▸ Problem description
Which lines of the records below contain the word "target"? Report each of them in full.

- Opening Delimiter -

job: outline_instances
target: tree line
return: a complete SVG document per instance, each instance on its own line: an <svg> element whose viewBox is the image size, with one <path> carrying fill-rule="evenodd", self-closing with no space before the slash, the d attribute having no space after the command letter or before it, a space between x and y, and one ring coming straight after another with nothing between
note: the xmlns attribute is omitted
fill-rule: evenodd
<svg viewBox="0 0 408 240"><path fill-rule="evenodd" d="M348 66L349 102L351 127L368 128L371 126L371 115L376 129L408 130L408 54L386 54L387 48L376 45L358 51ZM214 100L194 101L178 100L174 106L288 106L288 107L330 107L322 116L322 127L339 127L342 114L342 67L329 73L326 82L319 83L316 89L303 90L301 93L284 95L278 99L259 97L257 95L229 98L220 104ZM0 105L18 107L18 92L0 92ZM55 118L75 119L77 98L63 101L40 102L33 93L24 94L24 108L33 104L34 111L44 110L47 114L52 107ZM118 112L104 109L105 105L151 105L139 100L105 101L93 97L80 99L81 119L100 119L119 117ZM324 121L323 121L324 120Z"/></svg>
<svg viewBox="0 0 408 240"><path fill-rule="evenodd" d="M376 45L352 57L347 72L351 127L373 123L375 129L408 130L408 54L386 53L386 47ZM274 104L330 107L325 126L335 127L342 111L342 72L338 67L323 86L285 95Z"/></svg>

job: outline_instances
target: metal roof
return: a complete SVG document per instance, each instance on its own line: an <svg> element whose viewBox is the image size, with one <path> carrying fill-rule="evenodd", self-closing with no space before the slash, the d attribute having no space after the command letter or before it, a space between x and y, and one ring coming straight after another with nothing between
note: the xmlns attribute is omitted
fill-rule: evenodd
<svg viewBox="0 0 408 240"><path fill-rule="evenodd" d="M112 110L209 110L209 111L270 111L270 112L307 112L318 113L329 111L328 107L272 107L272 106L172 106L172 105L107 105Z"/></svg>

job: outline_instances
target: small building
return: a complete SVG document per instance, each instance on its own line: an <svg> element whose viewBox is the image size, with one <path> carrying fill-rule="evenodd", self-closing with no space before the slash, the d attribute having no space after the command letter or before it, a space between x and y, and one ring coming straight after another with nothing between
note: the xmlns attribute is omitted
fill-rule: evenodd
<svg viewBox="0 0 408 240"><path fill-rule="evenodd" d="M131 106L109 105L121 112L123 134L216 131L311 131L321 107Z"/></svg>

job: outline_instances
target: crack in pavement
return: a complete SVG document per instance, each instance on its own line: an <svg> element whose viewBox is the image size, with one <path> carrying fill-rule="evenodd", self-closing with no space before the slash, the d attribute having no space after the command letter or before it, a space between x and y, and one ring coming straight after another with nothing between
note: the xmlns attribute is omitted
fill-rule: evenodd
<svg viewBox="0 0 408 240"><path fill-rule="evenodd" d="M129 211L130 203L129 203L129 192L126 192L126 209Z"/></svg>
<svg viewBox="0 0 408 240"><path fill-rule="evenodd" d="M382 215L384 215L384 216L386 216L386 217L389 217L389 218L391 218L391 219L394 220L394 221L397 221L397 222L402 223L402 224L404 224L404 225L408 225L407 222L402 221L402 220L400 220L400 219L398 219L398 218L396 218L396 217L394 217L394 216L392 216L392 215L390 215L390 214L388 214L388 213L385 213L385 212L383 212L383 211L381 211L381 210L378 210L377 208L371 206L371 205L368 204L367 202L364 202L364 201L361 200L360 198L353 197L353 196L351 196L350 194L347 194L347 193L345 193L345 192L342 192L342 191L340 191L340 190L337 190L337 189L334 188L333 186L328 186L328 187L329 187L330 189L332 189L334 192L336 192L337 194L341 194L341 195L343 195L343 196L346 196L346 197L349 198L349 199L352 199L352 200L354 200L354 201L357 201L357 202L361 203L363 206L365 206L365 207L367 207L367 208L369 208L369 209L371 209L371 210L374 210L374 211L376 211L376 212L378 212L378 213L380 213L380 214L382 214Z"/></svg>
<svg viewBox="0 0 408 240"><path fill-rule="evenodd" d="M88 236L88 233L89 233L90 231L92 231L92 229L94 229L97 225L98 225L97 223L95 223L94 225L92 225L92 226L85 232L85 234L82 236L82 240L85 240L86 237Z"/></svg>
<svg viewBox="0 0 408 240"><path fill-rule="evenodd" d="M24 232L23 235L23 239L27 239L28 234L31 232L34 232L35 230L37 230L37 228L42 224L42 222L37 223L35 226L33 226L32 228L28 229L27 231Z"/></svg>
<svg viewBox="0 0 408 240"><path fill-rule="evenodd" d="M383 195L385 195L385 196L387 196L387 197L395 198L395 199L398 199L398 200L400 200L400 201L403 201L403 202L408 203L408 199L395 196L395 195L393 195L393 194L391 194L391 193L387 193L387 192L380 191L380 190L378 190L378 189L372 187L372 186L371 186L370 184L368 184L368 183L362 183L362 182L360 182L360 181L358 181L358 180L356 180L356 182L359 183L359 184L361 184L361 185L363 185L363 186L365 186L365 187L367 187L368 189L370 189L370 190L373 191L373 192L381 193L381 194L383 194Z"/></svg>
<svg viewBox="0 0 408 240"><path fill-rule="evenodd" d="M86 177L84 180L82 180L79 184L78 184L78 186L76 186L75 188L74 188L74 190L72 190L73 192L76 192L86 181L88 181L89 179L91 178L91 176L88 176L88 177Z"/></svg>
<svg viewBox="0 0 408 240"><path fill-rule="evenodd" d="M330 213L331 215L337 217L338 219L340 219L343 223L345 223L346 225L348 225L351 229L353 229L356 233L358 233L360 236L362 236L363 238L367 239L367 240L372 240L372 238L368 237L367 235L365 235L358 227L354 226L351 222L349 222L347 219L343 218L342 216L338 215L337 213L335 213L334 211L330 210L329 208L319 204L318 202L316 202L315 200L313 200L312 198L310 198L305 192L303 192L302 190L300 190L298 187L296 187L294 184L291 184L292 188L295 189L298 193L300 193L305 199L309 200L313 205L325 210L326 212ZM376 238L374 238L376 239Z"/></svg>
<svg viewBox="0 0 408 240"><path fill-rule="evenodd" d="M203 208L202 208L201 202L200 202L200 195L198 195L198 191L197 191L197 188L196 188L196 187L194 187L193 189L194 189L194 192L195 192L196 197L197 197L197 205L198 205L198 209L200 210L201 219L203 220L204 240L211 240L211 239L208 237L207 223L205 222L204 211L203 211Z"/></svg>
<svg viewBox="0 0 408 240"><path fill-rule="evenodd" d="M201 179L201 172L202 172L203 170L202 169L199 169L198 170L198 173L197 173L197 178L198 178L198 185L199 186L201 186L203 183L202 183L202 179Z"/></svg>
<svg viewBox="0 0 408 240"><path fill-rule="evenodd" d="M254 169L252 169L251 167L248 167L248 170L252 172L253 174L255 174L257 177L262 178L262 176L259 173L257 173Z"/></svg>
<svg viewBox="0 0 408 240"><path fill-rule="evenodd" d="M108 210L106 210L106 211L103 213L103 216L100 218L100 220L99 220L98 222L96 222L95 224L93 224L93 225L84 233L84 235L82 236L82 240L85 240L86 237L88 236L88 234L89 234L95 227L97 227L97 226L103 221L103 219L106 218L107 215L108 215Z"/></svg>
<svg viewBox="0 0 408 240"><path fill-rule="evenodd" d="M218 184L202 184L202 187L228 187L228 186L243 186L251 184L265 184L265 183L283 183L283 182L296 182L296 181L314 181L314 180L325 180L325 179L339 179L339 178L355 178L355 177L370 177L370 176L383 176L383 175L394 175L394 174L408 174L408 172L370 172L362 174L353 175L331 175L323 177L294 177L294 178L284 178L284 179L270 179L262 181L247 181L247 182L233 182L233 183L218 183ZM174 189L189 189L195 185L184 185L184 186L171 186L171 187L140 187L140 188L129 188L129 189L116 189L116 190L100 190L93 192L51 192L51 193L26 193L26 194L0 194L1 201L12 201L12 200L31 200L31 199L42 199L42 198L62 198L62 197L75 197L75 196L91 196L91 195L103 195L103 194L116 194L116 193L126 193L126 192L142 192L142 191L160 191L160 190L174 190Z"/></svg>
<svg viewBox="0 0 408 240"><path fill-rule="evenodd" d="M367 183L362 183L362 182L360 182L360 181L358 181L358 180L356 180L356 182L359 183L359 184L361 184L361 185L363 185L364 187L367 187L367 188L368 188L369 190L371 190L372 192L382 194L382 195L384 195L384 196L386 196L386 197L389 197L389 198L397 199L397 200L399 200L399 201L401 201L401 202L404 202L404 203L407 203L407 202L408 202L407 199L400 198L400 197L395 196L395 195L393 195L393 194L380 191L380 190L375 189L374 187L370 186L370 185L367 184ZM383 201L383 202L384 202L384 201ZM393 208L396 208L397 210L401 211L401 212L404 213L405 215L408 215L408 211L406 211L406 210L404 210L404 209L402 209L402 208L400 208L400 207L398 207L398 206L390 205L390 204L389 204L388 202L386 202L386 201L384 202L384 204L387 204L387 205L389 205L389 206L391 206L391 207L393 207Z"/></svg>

- Closing Delimiter -

▸ Response to the exercise
target: tree line
target: metal roof
target: small building
target: crack in pavement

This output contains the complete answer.